■ EXERCISE DETAILS ■
Drop the images; return everything else in the listing below exactly.
(EXTRACTED DATA Opens)
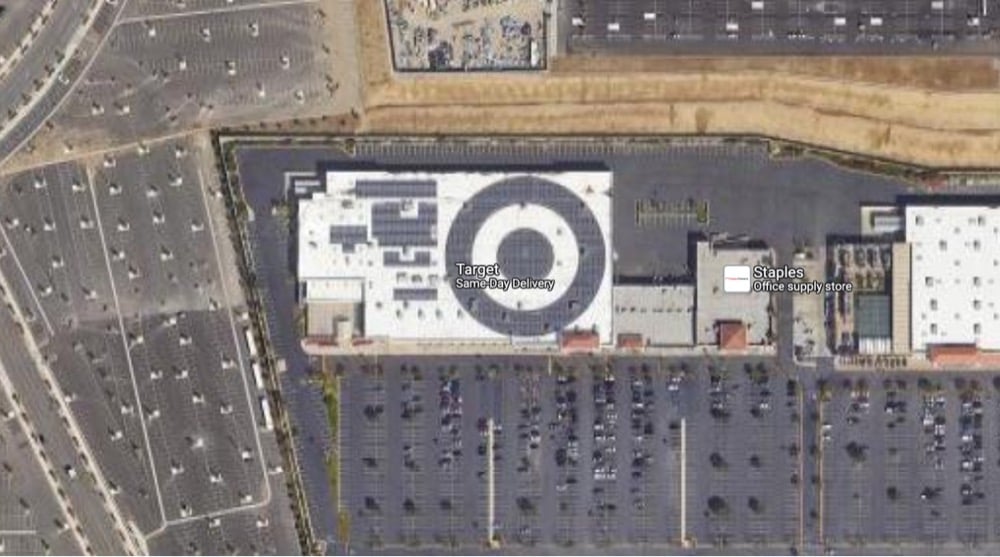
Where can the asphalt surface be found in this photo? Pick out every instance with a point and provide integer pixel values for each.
(65, 459)
(205, 63)
(125, 271)
(848, 27)
(30, 516)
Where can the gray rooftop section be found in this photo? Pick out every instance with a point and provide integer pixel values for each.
(390, 228)
(414, 294)
(873, 316)
(396, 259)
(396, 188)
(662, 314)
(587, 231)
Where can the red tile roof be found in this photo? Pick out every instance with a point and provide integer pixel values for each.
(732, 335)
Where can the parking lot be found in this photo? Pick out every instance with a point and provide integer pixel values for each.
(785, 202)
(139, 316)
(31, 522)
(781, 26)
(165, 69)
(911, 460)
(586, 456)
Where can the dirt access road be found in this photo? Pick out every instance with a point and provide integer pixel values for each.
(928, 110)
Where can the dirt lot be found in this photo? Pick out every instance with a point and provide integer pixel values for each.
(942, 112)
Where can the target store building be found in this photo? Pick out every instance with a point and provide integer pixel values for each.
(457, 258)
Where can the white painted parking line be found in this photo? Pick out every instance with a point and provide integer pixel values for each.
(27, 281)
(18, 533)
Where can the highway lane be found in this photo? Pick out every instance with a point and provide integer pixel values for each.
(60, 35)
(44, 51)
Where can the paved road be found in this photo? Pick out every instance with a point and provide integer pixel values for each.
(30, 78)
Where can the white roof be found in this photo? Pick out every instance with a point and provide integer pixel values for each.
(416, 301)
(955, 270)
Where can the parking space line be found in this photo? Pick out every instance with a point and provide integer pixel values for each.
(27, 281)
(214, 11)
(684, 534)
(236, 341)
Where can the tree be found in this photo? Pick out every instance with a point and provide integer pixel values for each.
(717, 505)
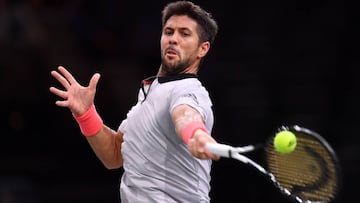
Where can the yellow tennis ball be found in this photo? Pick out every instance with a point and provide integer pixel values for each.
(285, 142)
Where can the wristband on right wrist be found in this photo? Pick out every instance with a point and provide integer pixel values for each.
(90, 122)
(189, 130)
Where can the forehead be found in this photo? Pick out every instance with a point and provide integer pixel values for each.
(181, 21)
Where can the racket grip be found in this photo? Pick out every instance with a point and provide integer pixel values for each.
(219, 149)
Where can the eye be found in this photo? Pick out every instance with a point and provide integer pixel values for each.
(168, 32)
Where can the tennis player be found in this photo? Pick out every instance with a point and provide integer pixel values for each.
(161, 143)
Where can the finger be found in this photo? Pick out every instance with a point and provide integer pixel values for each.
(64, 103)
(94, 80)
(61, 79)
(60, 93)
(67, 75)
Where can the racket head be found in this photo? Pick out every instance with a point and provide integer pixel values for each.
(311, 173)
(EXTRACTED DATA Closes)
■ SOLUTION TO THIS PROBLEM ■
Where can the asphalt surface be found in this photo? Pick out every instance with a point and provide integer pixel values for each.
(65, 459)
(205, 63)
(125, 271)
(848, 27)
(30, 516)
Where can the gray rooftop section be found in this photo? Pick out every instance with a point and provide integer pixel values for each.
(390, 228)
(414, 294)
(873, 316)
(396, 259)
(396, 188)
(662, 314)
(587, 231)
Where can the red tile roof be found in this photo? Pick out every instance with a point and provide integer pixel values for each.
(732, 335)
Where can the parking lot be found in this photo? Pick out every instance with a point and provide integer pixel values for each.
(785, 202)
(139, 316)
(31, 522)
(781, 26)
(165, 69)
(911, 460)
(586, 456)
Where can the dirt access road be found in this photo? Pick out every instance with a point and provide integer pixel values for each.
(928, 110)
Where can the dirt lot be found in this photo? Pick out every instance with a point and provide integer pixel values for each.
(942, 112)
Where can the target store building be found in this photo? Pick out every instance with a point and provide integer pixel values for each.
(457, 258)
Where can the white painted parking line be found in this photo? Pick out every instance with a point and provide integer pixel values for each.
(27, 281)
(18, 533)
Where can the highway lane be found in this photo? Pick out every instance with a point and provide integer pixel values for each.
(60, 35)
(44, 51)
Where can the paved road be found in this photo? Pick out every instance with a point and provide integer pixel values for each.
(30, 78)
Where can the white roof be found in this photo? Pick out every instance with a point and provide integer pixel values for each.
(416, 301)
(955, 270)
Where can the parking space line be found in this photo? Pick out every instance with a point and provide integer pixel values for each.
(27, 281)
(214, 11)
(684, 534)
(236, 341)
Where can the tree be found in this photo? Pick out every instance with a point and provide integer pixel values for each.
(717, 505)
Where can the yellow tennis ball be found in this photo? Pick out every instance with a point and provide integer pixel values for each.
(285, 142)
Where can the wristband on right wrist be found in this photo? Pick out every instance with a point and provide integer pixel values for each.
(90, 122)
(189, 130)
Where can the forehead be found in this photo? Pick out every instance with a point and provide integer pixel values for each.
(181, 21)
Where can the racket grip be found in this photo? Pick out every instance with a point and provide integer pixel values for each.
(219, 149)
Where can the eye be found in this photo? Pick out every instance with a point and provide integer pixel values for each.
(168, 32)
Where can the tennis player be found in this photo? Pick out every instance with a point and provide integer pixel values for each.
(161, 143)
Where can the finger be found in this photo? Pick out every instance with a point and provide integer pixel values for each.
(64, 103)
(94, 80)
(61, 79)
(60, 93)
(67, 75)
Where can the racket head be found in this photo? Pick out every instance with a point and provide integer pixel values for each.
(311, 173)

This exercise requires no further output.